PROBLEM TO WORK ON – I need all of the entries printed exactly.

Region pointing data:
++++++++++++++++++++

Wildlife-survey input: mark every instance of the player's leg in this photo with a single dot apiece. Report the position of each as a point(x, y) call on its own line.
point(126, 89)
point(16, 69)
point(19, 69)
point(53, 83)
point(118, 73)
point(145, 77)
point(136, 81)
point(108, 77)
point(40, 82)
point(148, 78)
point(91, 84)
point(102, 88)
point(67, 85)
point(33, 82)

++++++++++++++++++++

WRITTEN ANSWER –
Wildlife-survey input: mark every instance of the player's leg in this photo with a single dot apiece. Report the position of each as a point(x, y) call on its own line.
point(126, 89)
point(16, 69)
point(19, 69)
point(53, 83)
point(118, 73)
point(145, 77)
point(136, 81)
point(108, 77)
point(40, 82)
point(148, 78)
point(91, 84)
point(102, 88)
point(67, 85)
point(33, 82)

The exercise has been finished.